======== Provided entries ========

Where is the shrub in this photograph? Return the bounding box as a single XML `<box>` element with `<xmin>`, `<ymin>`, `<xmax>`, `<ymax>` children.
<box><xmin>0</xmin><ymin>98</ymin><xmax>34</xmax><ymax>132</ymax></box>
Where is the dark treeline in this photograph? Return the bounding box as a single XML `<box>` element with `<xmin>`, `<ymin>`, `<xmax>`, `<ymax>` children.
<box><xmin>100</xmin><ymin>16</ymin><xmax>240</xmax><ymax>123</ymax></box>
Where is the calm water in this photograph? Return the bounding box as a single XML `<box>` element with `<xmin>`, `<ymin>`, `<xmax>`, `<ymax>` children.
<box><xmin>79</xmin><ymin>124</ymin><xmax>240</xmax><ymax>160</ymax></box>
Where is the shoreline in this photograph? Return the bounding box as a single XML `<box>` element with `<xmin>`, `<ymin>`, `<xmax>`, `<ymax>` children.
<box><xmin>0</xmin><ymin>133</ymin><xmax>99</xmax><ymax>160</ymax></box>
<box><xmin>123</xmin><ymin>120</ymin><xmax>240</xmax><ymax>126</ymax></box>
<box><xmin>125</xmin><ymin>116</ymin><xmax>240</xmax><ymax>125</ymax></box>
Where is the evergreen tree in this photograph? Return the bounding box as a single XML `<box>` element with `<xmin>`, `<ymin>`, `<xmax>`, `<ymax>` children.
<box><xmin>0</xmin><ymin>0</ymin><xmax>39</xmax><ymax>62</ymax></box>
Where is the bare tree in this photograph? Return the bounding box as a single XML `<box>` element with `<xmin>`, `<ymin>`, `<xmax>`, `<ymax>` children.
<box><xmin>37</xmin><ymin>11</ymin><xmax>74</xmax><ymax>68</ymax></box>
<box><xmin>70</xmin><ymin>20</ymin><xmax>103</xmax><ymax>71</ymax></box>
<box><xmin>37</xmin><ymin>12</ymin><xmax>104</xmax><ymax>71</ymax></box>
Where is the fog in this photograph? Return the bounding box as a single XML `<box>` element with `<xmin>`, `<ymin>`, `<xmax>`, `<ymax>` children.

========

**The problem**
Would you repeat all the material exactly as it is shown?

**Output of the exercise**
Where is the shrub in this photograph? Return the bounding box as a single XML `<box>` element with `<xmin>`, `<ymin>`, `<xmax>`, `<ymax>` children.
<box><xmin>0</xmin><ymin>98</ymin><xmax>34</xmax><ymax>132</ymax></box>
Where is the dark treeline in this photograph? Return the bounding box as a single XML `<box>` element with `<xmin>`, `<ymin>`, `<xmax>`, `<ymax>` children.
<box><xmin>100</xmin><ymin>16</ymin><xmax>240</xmax><ymax>123</ymax></box>
Where is the calm water in this photograph? Return the bounding box as a single XML `<box>` element with `<xmin>`, `<ymin>`, `<xmax>`, `<ymax>` children.
<box><xmin>79</xmin><ymin>124</ymin><xmax>240</xmax><ymax>160</ymax></box>
Where is the shoreline in this photograph? Return the bounding box as a single XML `<box>` element with `<xmin>`, `<ymin>`, `<xmax>`, `<ymax>` children.
<box><xmin>0</xmin><ymin>133</ymin><xmax>99</xmax><ymax>160</ymax></box>
<box><xmin>123</xmin><ymin>120</ymin><xmax>240</xmax><ymax>126</ymax></box>
<box><xmin>125</xmin><ymin>116</ymin><xmax>240</xmax><ymax>125</ymax></box>
Where is the evergreen tree in this photograph? Return the bounding box as a single XML `<box>` element with `<xmin>`, `<ymin>`, `<xmax>`, `<ymax>` children.
<box><xmin>0</xmin><ymin>0</ymin><xmax>39</xmax><ymax>62</ymax></box>
Where is the bare tree in this photograph? Return the bounding box as a single XML `<box>` element with `<xmin>`, `<ymin>`, `<xmax>`, `<ymax>` children.
<box><xmin>37</xmin><ymin>11</ymin><xmax>74</xmax><ymax>68</ymax></box>
<box><xmin>70</xmin><ymin>20</ymin><xmax>103</xmax><ymax>71</ymax></box>
<box><xmin>37</xmin><ymin>12</ymin><xmax>104</xmax><ymax>71</ymax></box>
Where is the fog in this photograph? Return the bounding box as a single XML `<box>` element with `<xmin>`, `<ymin>`, `<xmax>`, `<ymax>` children.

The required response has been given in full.